===== The data =====
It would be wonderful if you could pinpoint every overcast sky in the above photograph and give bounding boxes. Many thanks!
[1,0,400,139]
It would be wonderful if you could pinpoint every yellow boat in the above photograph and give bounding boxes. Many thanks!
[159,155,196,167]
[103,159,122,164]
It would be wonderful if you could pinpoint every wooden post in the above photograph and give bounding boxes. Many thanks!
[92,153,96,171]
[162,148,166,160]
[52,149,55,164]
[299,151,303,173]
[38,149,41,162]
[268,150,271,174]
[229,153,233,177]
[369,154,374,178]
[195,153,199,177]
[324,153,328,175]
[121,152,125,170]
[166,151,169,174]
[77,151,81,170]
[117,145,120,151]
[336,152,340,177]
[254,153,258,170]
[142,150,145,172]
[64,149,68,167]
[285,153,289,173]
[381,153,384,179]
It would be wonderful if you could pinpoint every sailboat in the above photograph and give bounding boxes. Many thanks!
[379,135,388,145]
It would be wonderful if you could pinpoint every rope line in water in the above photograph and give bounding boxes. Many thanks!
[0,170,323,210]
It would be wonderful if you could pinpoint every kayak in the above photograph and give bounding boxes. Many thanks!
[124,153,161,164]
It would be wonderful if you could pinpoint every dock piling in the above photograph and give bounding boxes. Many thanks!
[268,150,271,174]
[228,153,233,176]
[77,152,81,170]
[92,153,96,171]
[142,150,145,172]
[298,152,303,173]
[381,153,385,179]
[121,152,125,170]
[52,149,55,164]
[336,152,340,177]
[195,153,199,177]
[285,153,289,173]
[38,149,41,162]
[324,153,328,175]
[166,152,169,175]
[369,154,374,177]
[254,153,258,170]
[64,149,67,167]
=====
■ Instructions for the task ■
All of the data above should be reproduced word for word.

■ Response below ■
It would be wonderful if you could pinpoint every overcast sky in the above photograph and give bounding boxes. Many thanks!
[1,0,400,139]
It would be wonderful if you could pinpoint every yellow boat in the above photograph and give bounding boxes. Many thanks!
[159,155,196,167]
[103,159,122,164]
It would be wonderful if you could pinpoint every wooden post in the above photograph and give bounding boxes. Many thanks!
[92,153,96,171]
[162,148,166,160]
[52,149,55,164]
[299,151,303,173]
[38,149,41,162]
[268,150,271,174]
[229,153,233,177]
[369,154,374,178]
[195,153,199,177]
[324,153,328,175]
[121,152,125,170]
[166,151,169,174]
[77,151,81,170]
[117,145,120,151]
[336,152,340,177]
[254,153,258,170]
[142,150,145,172]
[64,149,68,167]
[285,153,289,173]
[381,153,384,179]
It would be wonderful if you could pinpoint every sailboat in the above photograph and give bounding boxes. Many thanks!
[379,135,388,145]
It would be wonderful if you could pinpoint every rope line in water in the above photograph and give bounding boxes. Many thanks!
[0,170,323,210]
It would be wonderful if you could pinpoint every kayak in the above photograph and give bounding boxes. Many thanks!
[124,153,161,164]
It would be wonderful if you could pinpoint every dock piling in the above photograph and give bounding boxes. Many thanks!
[268,150,271,174]
[228,153,233,176]
[77,152,81,170]
[92,153,96,171]
[142,150,145,172]
[298,152,303,173]
[381,153,385,179]
[121,152,125,170]
[52,149,55,164]
[336,152,340,177]
[195,153,199,177]
[285,153,289,173]
[38,149,41,162]
[324,153,328,175]
[166,152,169,175]
[369,154,374,177]
[254,153,258,170]
[64,149,67,167]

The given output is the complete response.